* Entries from a dataset *

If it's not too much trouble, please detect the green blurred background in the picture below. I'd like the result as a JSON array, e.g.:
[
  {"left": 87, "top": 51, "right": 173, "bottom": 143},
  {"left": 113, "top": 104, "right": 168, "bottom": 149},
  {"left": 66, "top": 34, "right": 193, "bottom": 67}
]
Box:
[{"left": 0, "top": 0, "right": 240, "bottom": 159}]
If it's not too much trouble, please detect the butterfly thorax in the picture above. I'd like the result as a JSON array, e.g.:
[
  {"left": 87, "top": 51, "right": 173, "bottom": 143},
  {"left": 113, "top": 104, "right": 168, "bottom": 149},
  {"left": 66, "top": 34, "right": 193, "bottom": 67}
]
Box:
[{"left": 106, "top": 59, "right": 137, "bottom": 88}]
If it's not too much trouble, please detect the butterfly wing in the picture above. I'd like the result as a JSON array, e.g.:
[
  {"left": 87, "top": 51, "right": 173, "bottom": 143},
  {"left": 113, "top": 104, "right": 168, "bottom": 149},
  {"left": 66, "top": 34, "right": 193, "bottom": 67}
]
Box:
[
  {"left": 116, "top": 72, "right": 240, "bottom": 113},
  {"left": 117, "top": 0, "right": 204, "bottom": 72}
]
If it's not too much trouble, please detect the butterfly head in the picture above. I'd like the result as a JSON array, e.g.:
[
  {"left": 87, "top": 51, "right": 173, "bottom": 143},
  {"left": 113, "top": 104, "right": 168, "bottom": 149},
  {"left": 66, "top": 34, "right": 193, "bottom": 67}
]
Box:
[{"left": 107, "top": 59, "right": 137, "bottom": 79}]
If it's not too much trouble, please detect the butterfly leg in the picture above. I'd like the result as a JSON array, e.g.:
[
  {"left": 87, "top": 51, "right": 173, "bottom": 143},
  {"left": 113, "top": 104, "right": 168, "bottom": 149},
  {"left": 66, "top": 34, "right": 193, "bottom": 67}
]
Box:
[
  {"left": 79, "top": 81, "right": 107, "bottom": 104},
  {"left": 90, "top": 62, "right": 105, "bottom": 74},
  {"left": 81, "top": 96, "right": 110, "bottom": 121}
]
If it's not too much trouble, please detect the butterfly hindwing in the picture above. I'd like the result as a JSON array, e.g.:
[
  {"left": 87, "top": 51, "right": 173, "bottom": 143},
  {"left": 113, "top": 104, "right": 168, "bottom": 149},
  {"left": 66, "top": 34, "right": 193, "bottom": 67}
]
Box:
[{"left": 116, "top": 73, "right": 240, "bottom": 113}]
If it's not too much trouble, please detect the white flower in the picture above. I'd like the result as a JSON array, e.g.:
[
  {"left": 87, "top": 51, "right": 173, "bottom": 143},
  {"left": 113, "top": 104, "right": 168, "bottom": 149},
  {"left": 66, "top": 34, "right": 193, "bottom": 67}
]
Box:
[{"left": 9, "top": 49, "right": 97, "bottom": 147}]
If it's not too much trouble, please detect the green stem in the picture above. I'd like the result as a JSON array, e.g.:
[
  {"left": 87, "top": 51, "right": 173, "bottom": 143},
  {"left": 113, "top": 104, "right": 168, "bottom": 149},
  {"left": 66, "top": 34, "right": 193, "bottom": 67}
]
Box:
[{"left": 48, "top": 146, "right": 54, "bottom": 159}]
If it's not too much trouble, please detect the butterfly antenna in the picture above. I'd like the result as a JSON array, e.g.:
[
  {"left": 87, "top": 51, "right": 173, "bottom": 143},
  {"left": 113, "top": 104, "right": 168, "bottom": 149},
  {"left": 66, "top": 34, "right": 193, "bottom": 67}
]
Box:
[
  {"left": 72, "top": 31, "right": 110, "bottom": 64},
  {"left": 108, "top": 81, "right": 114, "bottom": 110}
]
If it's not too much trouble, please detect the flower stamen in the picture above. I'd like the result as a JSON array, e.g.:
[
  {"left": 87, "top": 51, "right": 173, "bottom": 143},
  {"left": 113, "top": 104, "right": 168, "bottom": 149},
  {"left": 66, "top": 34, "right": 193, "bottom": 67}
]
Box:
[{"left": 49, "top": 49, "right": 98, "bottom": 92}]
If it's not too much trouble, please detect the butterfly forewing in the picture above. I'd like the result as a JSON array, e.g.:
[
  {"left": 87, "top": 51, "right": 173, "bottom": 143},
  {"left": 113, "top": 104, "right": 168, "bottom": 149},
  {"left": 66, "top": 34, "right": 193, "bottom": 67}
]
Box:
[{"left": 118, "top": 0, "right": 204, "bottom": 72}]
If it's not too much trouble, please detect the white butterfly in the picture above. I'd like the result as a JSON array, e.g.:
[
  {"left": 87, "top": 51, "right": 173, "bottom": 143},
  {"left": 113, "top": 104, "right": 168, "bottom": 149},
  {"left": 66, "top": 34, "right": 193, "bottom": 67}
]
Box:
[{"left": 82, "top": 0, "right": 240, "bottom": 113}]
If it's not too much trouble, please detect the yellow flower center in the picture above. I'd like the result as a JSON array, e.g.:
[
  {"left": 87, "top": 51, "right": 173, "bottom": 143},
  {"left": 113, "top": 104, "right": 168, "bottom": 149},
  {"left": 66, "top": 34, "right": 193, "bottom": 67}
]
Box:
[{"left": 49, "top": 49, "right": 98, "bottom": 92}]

* GIVEN EXERCISE *
Reproduce the stretch from the line containing "If it's not too much trouble, please detect the yellow" through the end of the entries, requests included, with every bounding-box coordinate in the answers offset by 149. Leave all other numbers unchanged.

* RESPONSE FOR THIS EXERCISE *
If it's not too much trouble, please detect the yellow flower center in the picture above. I'd like the result as a JSON array, e.g.:
[
  {"left": 87, "top": 51, "right": 173, "bottom": 143},
  {"left": 113, "top": 104, "right": 168, "bottom": 149},
  {"left": 66, "top": 34, "right": 193, "bottom": 67}
]
Box:
[{"left": 198, "top": 198, "right": 247, "bottom": 241}]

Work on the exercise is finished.